*** Opening of INFORMATION ***

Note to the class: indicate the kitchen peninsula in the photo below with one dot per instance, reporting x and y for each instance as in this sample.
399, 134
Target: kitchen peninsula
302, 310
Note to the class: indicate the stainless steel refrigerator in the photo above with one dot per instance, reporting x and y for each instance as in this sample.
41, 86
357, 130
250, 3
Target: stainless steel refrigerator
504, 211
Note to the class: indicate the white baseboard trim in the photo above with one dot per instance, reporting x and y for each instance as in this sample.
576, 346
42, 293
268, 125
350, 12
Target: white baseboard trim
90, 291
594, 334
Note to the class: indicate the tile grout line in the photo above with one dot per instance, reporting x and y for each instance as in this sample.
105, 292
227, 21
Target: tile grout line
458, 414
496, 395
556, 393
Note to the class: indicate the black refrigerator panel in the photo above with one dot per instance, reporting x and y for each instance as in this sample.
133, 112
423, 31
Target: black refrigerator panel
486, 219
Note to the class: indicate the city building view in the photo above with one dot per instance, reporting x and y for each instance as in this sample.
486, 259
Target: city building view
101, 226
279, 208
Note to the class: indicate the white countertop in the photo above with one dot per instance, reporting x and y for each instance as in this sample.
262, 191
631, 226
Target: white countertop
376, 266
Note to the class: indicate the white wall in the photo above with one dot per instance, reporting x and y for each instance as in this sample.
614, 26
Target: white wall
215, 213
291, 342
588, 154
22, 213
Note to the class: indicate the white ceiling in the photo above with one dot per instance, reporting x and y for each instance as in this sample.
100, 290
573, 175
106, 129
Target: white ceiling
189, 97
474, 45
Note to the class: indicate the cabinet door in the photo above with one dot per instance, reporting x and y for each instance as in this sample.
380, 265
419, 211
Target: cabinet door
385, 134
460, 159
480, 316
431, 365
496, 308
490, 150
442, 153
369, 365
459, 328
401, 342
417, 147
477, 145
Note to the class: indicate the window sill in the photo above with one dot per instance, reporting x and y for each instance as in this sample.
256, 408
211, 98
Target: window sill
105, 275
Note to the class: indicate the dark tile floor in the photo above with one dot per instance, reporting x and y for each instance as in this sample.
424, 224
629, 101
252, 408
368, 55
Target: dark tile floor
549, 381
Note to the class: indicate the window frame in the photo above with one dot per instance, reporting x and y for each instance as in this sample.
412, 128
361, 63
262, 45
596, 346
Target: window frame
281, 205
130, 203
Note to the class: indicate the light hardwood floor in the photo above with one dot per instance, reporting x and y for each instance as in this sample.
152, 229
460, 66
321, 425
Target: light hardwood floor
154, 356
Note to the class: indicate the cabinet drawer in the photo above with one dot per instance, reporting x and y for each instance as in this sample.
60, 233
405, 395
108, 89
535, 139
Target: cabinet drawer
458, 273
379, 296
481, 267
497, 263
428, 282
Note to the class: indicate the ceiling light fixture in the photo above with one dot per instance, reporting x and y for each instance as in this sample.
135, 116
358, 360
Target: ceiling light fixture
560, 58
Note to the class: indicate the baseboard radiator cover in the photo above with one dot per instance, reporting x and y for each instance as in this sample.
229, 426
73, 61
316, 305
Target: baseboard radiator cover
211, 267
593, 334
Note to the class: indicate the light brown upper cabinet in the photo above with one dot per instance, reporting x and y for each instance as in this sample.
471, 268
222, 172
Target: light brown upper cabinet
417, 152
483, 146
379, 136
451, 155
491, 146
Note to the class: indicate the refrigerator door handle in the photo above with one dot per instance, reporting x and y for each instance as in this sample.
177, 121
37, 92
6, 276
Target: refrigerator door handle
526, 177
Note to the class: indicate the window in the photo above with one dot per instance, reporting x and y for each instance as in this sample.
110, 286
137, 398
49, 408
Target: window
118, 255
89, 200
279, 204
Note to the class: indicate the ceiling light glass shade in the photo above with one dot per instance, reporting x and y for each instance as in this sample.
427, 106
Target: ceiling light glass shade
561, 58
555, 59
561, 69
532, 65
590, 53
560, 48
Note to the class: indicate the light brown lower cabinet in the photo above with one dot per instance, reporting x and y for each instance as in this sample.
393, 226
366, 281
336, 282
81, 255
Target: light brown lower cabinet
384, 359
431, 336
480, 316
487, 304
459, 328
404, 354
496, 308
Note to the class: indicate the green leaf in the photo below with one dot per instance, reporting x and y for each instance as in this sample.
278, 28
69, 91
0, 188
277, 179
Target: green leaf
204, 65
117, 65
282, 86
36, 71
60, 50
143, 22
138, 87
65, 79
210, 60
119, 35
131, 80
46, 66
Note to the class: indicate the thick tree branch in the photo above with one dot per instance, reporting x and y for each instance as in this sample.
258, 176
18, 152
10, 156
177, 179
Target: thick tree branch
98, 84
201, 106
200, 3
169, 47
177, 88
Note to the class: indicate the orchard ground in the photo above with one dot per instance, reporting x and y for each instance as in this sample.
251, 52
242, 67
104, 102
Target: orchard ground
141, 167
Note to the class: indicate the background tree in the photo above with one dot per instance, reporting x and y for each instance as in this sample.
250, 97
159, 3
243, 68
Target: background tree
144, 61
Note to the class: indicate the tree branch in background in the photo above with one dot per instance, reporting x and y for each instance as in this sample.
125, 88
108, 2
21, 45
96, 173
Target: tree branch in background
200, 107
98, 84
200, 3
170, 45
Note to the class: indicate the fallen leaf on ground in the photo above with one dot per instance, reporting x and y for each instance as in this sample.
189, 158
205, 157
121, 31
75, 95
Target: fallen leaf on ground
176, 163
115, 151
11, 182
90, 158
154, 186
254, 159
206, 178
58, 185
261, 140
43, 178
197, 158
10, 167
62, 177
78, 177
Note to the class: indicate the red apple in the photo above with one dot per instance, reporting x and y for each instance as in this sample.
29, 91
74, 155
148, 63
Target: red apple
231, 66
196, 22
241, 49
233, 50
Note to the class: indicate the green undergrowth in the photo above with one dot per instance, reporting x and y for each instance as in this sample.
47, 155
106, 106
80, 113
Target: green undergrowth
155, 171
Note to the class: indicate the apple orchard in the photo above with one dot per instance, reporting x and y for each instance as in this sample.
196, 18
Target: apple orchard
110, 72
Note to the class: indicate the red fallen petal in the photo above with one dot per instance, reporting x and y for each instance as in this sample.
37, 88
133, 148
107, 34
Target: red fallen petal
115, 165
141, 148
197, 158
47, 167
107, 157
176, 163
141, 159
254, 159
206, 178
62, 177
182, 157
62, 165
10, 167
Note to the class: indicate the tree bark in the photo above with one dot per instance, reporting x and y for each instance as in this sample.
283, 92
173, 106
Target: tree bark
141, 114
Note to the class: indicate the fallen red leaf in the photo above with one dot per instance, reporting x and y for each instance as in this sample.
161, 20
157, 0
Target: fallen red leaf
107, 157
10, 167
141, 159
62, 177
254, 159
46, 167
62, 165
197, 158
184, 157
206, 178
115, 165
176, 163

*** Close of INFORMATION ***

▶ _ACTION ITEM_:
Could you transcribe each entry exactly as it stands?

▶ _RESULT OF THE TASK_:
Note to the class: indicate the kitchen peninsula in the photo below with one dot per instance, reporting x and y for each instance as in this sample.
399, 134
Target: kitchen peninsula
302, 310
Note to the class: indicate the stainless steel refrigerator in the photo above with one dot per instance, reporting x and y for each instance as in this sample.
41, 86
357, 130
250, 3
Target: stainless steel refrigerator
504, 211
Note to the class: indicate the white baseboard trim in the photo above with one dot per instance, reporting x and y for each instance as in this sample.
576, 346
42, 293
268, 125
350, 12
Target: white baseboard trim
90, 291
594, 334
Note to the class: indicate the tile grout line in the photo above with one dot per instance, reporting x and y for each instance as in this sample.
105, 292
227, 21
Target: tile grout line
458, 414
496, 395
556, 393
Note to the class: indicate the black refrigerator panel in the photo above with one dot per instance, reporting x and y for each instance as in this sample.
133, 112
423, 31
Target: black refrigerator panel
486, 219
Note to the class: indicate the city building view in the photo above with one dot per instance, reporting x and y for each instance as in this sample.
486, 259
Target: city building view
101, 226
279, 208
Note to the class: indicate the white countertop in the photo above with one dot per instance, reporting x and y for each instance as in this sample.
262, 191
631, 226
Target: white countertop
376, 266
Note to the class: indicate the white wall in the photo above with one dot per instance, reporting x and y for each instance as in this sample.
614, 26
Target: white wall
215, 213
291, 342
588, 154
22, 213
Note to the class: indicate the white ceiling in the photo above with one dot per instance, reporting x and y for each instance as in this sample.
100, 290
573, 175
106, 129
Target: white ceiling
189, 97
474, 45
Note to the class: indicate the cabinet door in the photo above with one dot per instance, reporting x and y for each instance as in this sample.
380, 265
419, 211
Target: cabinet door
385, 134
460, 159
480, 316
431, 365
496, 308
490, 150
442, 153
369, 365
459, 328
401, 342
417, 147
477, 145
Note to the class: indicate the window sill in the photo above with one dot per instance, reporting x and y for each instance as in this sample.
256, 408
211, 98
Target: window sill
105, 275
Note to the class: indicate the dark tile floor in the photo above with one dot per instance, reporting x and y for each instance as in this sample.
424, 224
629, 101
252, 408
368, 55
Target: dark tile floor
549, 381
Note to the class: indicate the window frame in the photo above with one dot per instance, reporting x and y for each instance as in this sample.
412, 128
361, 63
262, 45
596, 346
Target: window frame
281, 205
130, 203
Note to the class: indicate the light hardwood floor in the photo above with one dot per instance, reporting x and y for each instance as in this sample.
152, 229
460, 66
321, 425
Target: light hardwood floor
154, 356
Note to the class: indicate the cabinet drawer in the photo above with one dot per instance, reporting x and y for each instance as in this sample.
60, 233
405, 395
108, 89
535, 139
Target: cabinet drawer
458, 273
379, 296
481, 267
497, 263
428, 282
Note to the class: indicate the ceiling light fixture in the photo above with one dot per instance, reporting x and y for each instance as in this sample.
135, 116
358, 360
Target: ceiling light fixture
560, 58
Note to the class: indicate the baseboard radiator cover in the photo above with one dot per instance, reporting x and y for each instance as in this sample.
229, 426
73, 61
316, 305
Target: baseboard radiator cover
211, 267
593, 334
Note to the class: indicate the light brown upper cabinet in the photo above with one dot per instance, reporting x and y for each instance as in this sample.
471, 268
222, 172
Target: light brown upper cabinet
417, 152
483, 146
379, 136
451, 155
491, 146
Note to the class: indicate the refrigerator door handle in the photo above with one dot per instance, reporting x and y for each instance as in this sample.
177, 121
37, 92
6, 276
Target: refrigerator door handle
526, 177
Note to the class: indicate the window in the photo above with one dot per instance, reporting x and y for each instance as in this sample.
110, 286
137, 398
49, 408
Target: window
118, 255
89, 200
279, 204
Note to the class: indicate the ceiling light glass shade in the photo above with one dot per instance, reporting x and y for each instance as in this sample.
427, 106
Target: ceiling light glass shade
561, 58
555, 59
561, 69
532, 65
590, 53
560, 48
Note to the class: indicate the light brown lower cabinet in the photo above with one dot per instance, reporting x and y for each instance as in this sample.
393, 226
366, 281
336, 282
81, 255
Target: light brown lower cabinet
384, 359
431, 336
480, 316
487, 304
459, 328
404, 354
496, 308
Note to the class: indicate the green leaf in the photo below with one dot per instance, reporting x and y for each instance as in this sample.
278, 28
69, 91
0, 188
277, 179
Target: green leaf
204, 65
117, 65
282, 86
36, 71
60, 50
143, 22
138, 87
65, 79
210, 60
119, 35
131, 80
46, 66
Note to the class: indicate the thick tree branch in the photo above with one dot per instance, reporting x and y for each instance as in this sample.
258, 176
18, 152
10, 156
177, 179
Target: thick tree branch
98, 84
201, 106
200, 3
169, 47
177, 88
Note to the class: indicate the orchard ground in the photo above with one dot per instance, reporting x and y for each instance as in this sample.
251, 52
242, 67
104, 102
Target: orchard ground
141, 167
Note to the class: indicate the background tree in the photo above with one dot per instance, reporting x and y for each instance as in this sample.
250, 97
159, 3
243, 68
Target: background tree
144, 61
Note to the class: indicate the tree branch in background in the photo above with one dot per instance, reporting x and y for each instance as in this sample.
125, 88
108, 2
21, 45
96, 173
Target: tree branch in background
200, 107
98, 84
200, 3
170, 45
Note to the class: indicate the fallen leaf on ground in the photo above with one dot per instance, reporting x and y for each instance as in this sample.
189, 158
205, 157
121, 31
75, 95
Target: fallen leaf on ground
176, 163
115, 151
11, 182
90, 158
154, 186
254, 159
206, 178
58, 185
261, 140
43, 178
197, 158
10, 167
62, 177
78, 177
Note to the class: indicate the red apple in the photo above with one dot per instance, reporting x and y for each instance as in this sample.
29, 91
74, 155
148, 63
Target: red apple
231, 66
196, 22
241, 49
233, 50
Note to the class: indicate the green undergrowth in the photo above with one dot per instance, reporting x and y for each instance as in this sample.
47, 155
106, 106
80, 113
Target: green undergrowth
155, 171
Note to the class: indicate the apple orchard in the photo above with one dot per instance, reporting x and y for each instance as in this sample.
196, 18
Target: apple orchard
110, 72
Note to the class: indicate the red fallen petal in the photo above with one dot per instance, reporting x and y for each instance as in this sample.
37, 88
133, 148
107, 34
Target: red fallen petal
115, 165
141, 148
197, 158
47, 167
107, 157
176, 163
141, 159
254, 159
206, 178
62, 177
182, 157
62, 165
10, 167
Note to the class: indicate the tree bark in the photo above with one dot per instance, reporting x and y for each instance as in this sample.
283, 92
173, 106
Target: tree bark
141, 114
Note to the class: indicate the fallen red leaf in the photo above with one dot per instance, reporting x and y for each instance as in this sample.
161, 20
157, 0
Target: fallen red leaf
107, 157
10, 167
141, 159
62, 177
254, 159
46, 167
62, 165
197, 158
184, 157
206, 178
115, 165
176, 163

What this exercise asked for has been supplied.